## JOB:
Copy the records from their start through the line containing "x=127, y=187", both ends and all requests included, and scale every point coordinate in the answers by 2.3, rounding to whole numbers with halves going up. Omit the pictures.

** Start **

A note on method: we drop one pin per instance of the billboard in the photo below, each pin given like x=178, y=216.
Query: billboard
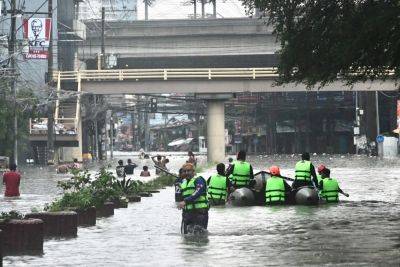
x=37, y=31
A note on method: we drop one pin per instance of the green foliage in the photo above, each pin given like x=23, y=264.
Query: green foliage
x=82, y=199
x=12, y=215
x=321, y=40
x=82, y=192
x=24, y=110
x=127, y=187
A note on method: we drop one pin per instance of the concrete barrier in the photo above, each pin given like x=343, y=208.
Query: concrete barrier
x=57, y=224
x=86, y=217
x=106, y=210
x=22, y=236
x=145, y=194
x=134, y=198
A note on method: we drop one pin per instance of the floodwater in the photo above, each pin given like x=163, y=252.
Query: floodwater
x=363, y=230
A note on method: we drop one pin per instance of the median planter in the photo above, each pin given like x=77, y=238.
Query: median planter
x=86, y=217
x=134, y=198
x=120, y=203
x=145, y=194
x=106, y=210
x=22, y=236
x=1, y=248
x=57, y=224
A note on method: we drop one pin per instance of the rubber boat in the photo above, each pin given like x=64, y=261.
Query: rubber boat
x=247, y=197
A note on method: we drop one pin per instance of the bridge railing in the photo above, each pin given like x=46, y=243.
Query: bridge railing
x=167, y=74
x=62, y=126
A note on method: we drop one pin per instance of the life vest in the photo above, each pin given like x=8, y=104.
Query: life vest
x=303, y=171
x=188, y=188
x=217, y=187
x=330, y=190
x=274, y=190
x=319, y=178
x=241, y=174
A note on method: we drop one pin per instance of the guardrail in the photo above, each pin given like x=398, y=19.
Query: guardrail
x=62, y=126
x=166, y=74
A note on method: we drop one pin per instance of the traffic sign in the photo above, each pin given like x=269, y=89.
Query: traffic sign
x=380, y=138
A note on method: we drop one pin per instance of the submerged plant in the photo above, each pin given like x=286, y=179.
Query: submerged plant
x=11, y=215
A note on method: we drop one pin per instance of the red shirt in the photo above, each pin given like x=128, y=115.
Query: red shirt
x=11, y=180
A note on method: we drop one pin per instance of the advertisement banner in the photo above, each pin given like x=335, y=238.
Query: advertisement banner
x=37, y=31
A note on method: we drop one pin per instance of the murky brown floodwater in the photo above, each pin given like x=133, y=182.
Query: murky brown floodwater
x=362, y=230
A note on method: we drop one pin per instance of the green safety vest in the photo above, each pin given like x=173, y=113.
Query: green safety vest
x=241, y=174
x=330, y=190
x=303, y=170
x=188, y=188
x=319, y=177
x=274, y=190
x=217, y=187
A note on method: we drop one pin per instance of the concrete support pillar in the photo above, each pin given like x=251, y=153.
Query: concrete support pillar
x=215, y=130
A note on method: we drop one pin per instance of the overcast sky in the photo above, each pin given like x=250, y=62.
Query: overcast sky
x=174, y=9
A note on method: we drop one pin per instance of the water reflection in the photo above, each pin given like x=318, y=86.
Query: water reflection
x=362, y=230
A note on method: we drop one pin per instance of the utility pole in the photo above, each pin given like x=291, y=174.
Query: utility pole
x=96, y=129
x=50, y=117
x=11, y=51
x=378, y=128
x=146, y=9
x=195, y=9
x=203, y=11
x=103, y=47
x=112, y=136
x=146, y=126
x=214, y=9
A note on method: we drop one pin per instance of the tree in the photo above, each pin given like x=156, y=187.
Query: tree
x=26, y=103
x=320, y=40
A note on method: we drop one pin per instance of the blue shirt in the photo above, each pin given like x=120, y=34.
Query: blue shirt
x=200, y=189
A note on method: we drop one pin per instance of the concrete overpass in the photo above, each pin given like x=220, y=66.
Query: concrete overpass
x=213, y=85
x=218, y=43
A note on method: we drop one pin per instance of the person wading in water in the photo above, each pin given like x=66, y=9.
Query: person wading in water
x=195, y=204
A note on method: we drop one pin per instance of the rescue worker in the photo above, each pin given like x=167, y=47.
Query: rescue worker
x=120, y=169
x=195, y=204
x=320, y=169
x=305, y=173
x=177, y=184
x=276, y=188
x=130, y=168
x=218, y=186
x=11, y=180
x=241, y=172
x=329, y=188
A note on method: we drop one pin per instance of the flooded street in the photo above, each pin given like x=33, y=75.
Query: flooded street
x=363, y=229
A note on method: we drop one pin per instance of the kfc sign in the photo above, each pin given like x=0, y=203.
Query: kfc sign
x=37, y=31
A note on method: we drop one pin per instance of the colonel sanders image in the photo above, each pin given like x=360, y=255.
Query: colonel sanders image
x=36, y=27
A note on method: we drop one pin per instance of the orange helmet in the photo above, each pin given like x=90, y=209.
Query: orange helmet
x=274, y=170
x=321, y=168
x=188, y=166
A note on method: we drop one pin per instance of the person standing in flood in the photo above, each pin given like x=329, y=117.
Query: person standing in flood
x=11, y=180
x=192, y=159
x=218, y=186
x=276, y=188
x=130, y=168
x=329, y=187
x=177, y=184
x=195, y=204
x=120, y=169
x=305, y=173
x=161, y=162
x=241, y=172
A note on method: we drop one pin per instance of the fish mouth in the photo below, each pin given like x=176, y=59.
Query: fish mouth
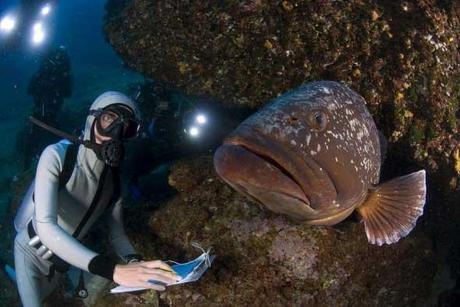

** End **

## COMPLETE RESPONSE:
A note on method: we drop one pin per instance of the billboard in the photo below, each pin given like x=178, y=216.
Query: billboard
x=85, y=71
A note on method: we drop one pin per instance of the green foliage in the photo above, each pin given like x=23, y=264.
Query: green foliage
x=189, y=458
x=28, y=495
x=738, y=92
x=189, y=442
x=55, y=253
x=292, y=430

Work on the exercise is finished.